─── TEXT SECTION ───

View Single Post
Old 06-28-2011, 01:58 AM   #73
naisren
Enthusiast
naisren began at the beginning.
 
Posts: 41
Karma: 12
Join Date: Jul 2009
Device: ppc
Quote:
Originally Posted by siebert View Post
It took me several weeks of reverse engineering and a few days of coding, but here is finally the first mobiunpack version supporting dictionaries!

I've made some shortcuts and omitted features not necessary for the dictionaries I'm interested in (e.g. unicode support, the old deprecated inflection format), so the script might not work for the dictionary you want to unpack, but feel free to improve the code

A couple of other fixes and enhancements are also included, most notable some speed optimizations. A huge dictionary is now unpacked within minutes instead of hours by using temporary files.

Have fun!

Attachment 73437
My god, I could not believe where I am now. You make my dream come true.
unpacking speed, inflection, unicode, all these were pain, now no more harassing!

Thanks a lot,

my test:
mobiunpack.py PocketOxford.mobi
MobiUnpack 0.26
Copyright (c) 2009 Charles M. Hannum <root@ihack.net>
With Images Support and Other Additions by P. Durrant and K. Hendricks
With Dictionary Support and Other Additions by S. Siebert
Unpacking Book...

─── DATASET RECORDS ───

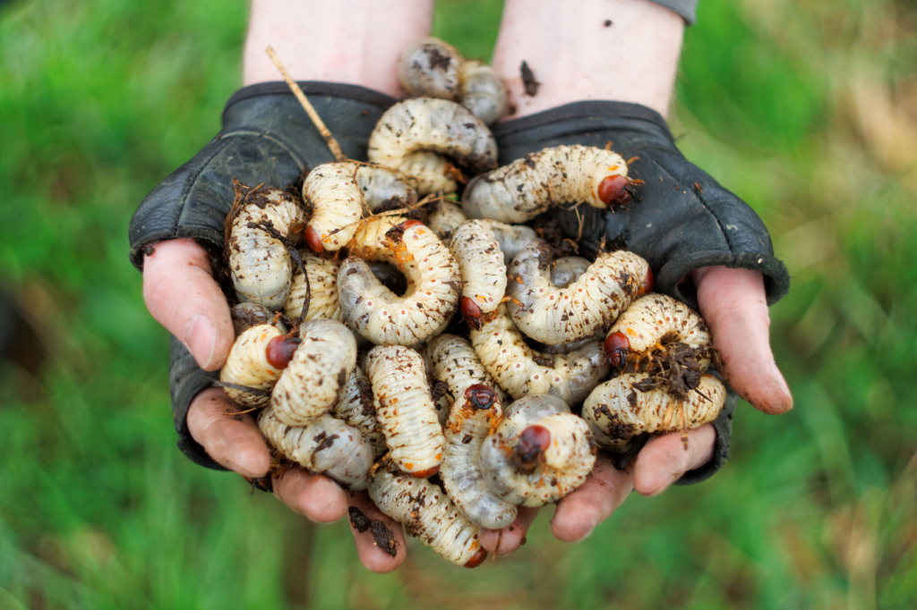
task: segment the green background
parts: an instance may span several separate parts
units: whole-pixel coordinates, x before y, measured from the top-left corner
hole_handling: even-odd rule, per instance
[[[486,59],[499,2],[440,2]],[[242,0],[0,8],[0,609],[913,608],[917,601],[917,5],[703,0],[672,128],[744,197],[793,276],[771,309],[796,407],[736,413],[711,481],[632,496],[579,544],[543,511],[464,571],[410,544],[359,564],[174,447],[165,332],[127,262],[143,196],[219,127]]]

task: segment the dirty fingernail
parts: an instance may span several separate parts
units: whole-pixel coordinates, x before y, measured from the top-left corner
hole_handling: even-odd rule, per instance
[[[216,348],[216,331],[203,313],[196,314],[184,329],[184,344],[201,368],[206,368],[214,359]]]

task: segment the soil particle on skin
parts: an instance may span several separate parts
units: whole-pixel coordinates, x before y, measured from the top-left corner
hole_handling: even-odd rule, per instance
[[[528,67],[525,60],[523,60],[522,65],[519,66],[519,73],[522,75],[522,84],[525,88],[525,94],[529,97],[537,95],[538,86],[541,83],[535,80],[535,72]]]

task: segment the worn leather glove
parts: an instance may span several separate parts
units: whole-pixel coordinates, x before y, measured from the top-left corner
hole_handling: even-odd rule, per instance
[[[644,184],[635,189],[626,208],[606,212],[580,205],[579,215],[571,210],[558,210],[555,215],[568,236],[579,236],[587,251],[594,253],[604,237],[606,247],[646,258],[656,276],[656,290],[697,310],[693,285],[680,280],[694,269],[725,266],[760,271],[768,305],[787,293],[790,275],[774,257],[761,219],[679,152],[656,111],[620,102],[578,102],[506,121],[493,135],[501,165],[547,147],[573,144],[604,147],[611,143],[624,158],[637,158],[630,163],[628,176]],[[713,458],[685,474],[678,485],[709,478],[728,458],[737,400],[730,388],[726,406],[713,422]]]
[[[363,87],[300,82],[315,111],[349,158],[365,159],[372,128],[395,100]],[[232,206],[233,179],[249,186],[286,187],[300,174],[333,161],[325,140],[285,82],[265,82],[233,94],[223,111],[223,128],[197,155],[154,188],[131,219],[130,259],[142,268],[144,251],[157,242],[190,237],[219,257],[224,223]],[[215,463],[188,431],[192,399],[218,378],[204,372],[171,337],[170,389],[178,446],[192,461]]]

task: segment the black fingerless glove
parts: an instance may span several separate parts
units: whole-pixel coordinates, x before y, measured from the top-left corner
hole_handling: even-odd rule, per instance
[[[365,159],[370,134],[395,100],[355,85],[299,85],[348,158]],[[221,253],[233,179],[248,186],[263,182],[284,188],[304,170],[334,160],[285,82],[240,89],[226,103],[216,137],[140,203],[130,222],[130,260],[142,268],[147,245],[177,237],[193,237]],[[203,371],[182,343],[171,338],[169,378],[178,446],[196,463],[222,469],[191,437],[185,421],[192,399],[218,376],[218,371]]]
[[[580,205],[579,215],[558,210],[555,217],[568,236],[580,237],[587,251],[594,253],[604,237],[606,247],[646,258],[656,275],[657,291],[697,309],[693,285],[679,282],[693,269],[715,265],[764,274],[768,305],[790,289],[790,275],[774,257],[761,219],[679,152],[656,111],[621,102],[578,102],[506,121],[493,135],[501,165],[547,147],[573,144],[604,147],[610,142],[625,159],[638,158],[630,163],[628,176],[644,184],[635,189],[626,209],[613,212]],[[737,399],[730,389],[726,407],[713,422],[717,439],[713,460],[687,473],[678,485],[710,477],[728,458]]]

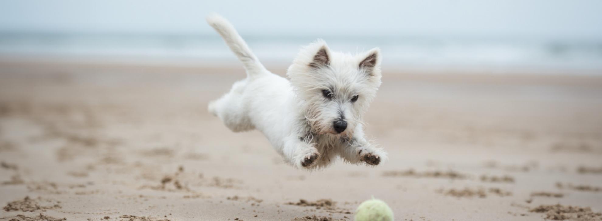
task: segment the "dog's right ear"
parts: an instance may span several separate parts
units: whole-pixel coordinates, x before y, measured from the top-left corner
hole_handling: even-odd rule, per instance
[[[323,44],[318,49],[318,52],[314,55],[314,58],[309,62],[309,67],[312,68],[320,69],[330,64],[330,56],[328,52],[328,46]]]

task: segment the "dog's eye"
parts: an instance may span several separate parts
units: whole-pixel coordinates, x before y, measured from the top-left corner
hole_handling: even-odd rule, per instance
[[[332,92],[329,90],[326,89],[322,90],[322,95],[324,95],[324,97],[326,97],[327,98],[332,98]]]

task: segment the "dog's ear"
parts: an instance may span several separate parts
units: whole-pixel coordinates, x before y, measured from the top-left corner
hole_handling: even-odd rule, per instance
[[[318,52],[314,55],[314,58],[309,62],[309,67],[312,68],[320,69],[330,64],[330,55],[328,47],[325,44],[320,47]]]
[[[380,49],[375,47],[368,51],[359,62],[358,68],[370,76],[376,76],[380,65]]]

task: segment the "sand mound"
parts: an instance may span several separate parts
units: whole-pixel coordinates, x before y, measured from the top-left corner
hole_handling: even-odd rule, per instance
[[[0,218],[0,221],[63,221],[66,220],[66,218],[58,219],[42,214],[36,216],[17,215],[16,216]]]
[[[61,208],[61,206],[58,204],[58,202],[56,204],[52,204],[51,205],[40,205],[39,204],[42,201],[42,199],[39,198],[37,200],[34,200],[29,198],[29,196],[25,196],[23,200],[18,200],[8,202],[7,205],[4,207],[4,210],[7,212],[11,211],[33,212],[37,210],[46,211],[46,210]],[[46,202],[50,203],[51,202],[51,201],[46,201]]]
[[[553,220],[595,220],[602,217],[602,213],[594,213],[589,207],[570,205],[542,205],[529,210],[532,213],[545,213],[545,219]]]

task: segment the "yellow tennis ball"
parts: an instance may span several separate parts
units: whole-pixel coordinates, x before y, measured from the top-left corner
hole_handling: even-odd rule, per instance
[[[372,197],[358,207],[355,221],[393,221],[393,211],[386,202]]]

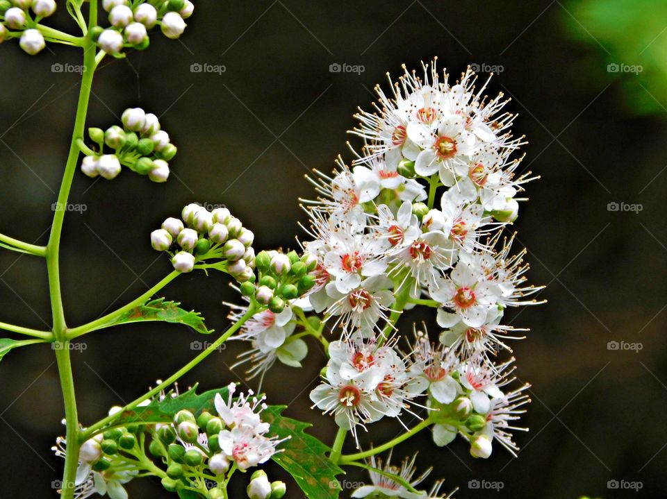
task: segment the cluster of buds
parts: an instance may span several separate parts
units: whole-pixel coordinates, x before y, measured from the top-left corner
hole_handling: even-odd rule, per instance
[[[20,37],[19,45],[31,56],[46,46],[38,28],[40,19],[56,12],[55,0],[1,0],[0,1],[0,43]]]
[[[90,35],[108,54],[118,56],[124,47],[146,49],[150,40],[148,30],[159,24],[167,38],[176,39],[186,29],[184,19],[192,15],[195,6],[190,0],[103,0],[102,6],[109,14],[110,26],[96,26]]]
[[[100,176],[111,180],[124,165],[140,175],[147,175],[153,182],[166,182],[170,172],[167,162],[178,150],[170,142],[169,134],[160,129],[158,117],[140,108],[132,108],[125,110],[122,121],[122,127],[88,129],[97,151],[83,158],[81,171],[91,178]],[[105,146],[113,153],[105,154]]]
[[[255,278],[254,234],[225,208],[208,211],[190,203],[183,209],[183,219],[170,217],[162,228],[151,232],[151,244],[156,251],[167,251],[172,264],[179,272],[190,272],[195,263],[200,267],[217,269],[239,282]]]
[[[284,309],[290,300],[304,296],[315,284],[312,273],[317,260],[309,254],[299,256],[296,251],[261,251],[255,259],[258,273],[257,285],[243,283],[241,294],[255,299],[276,314]]]

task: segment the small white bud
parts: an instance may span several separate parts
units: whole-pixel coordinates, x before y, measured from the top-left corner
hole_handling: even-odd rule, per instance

───

» THE TASK
From the forum post above, write out the passage starting with "Attachment 73437" and going on through "Unpacking Book...", word for word.

» COMPLETE RESPONSE
Attachment 73437
My god, I could not believe where I am now. You make my dream come true.
unpacking speed, inflection, unicode, all these were pain, now no more harassing!

Thanks a lot,

my test:
mobiunpack.py PocketOxford.mobi
MobiUnpack 0.26
Copyright (c) 2009 Charles M. Hannum <root@ihack.net>
With Images Support and Other Additions by P. Durrant and K. Hendricks
With Dictionary Support and Other Additions by S. Siebert
Unpacking Book...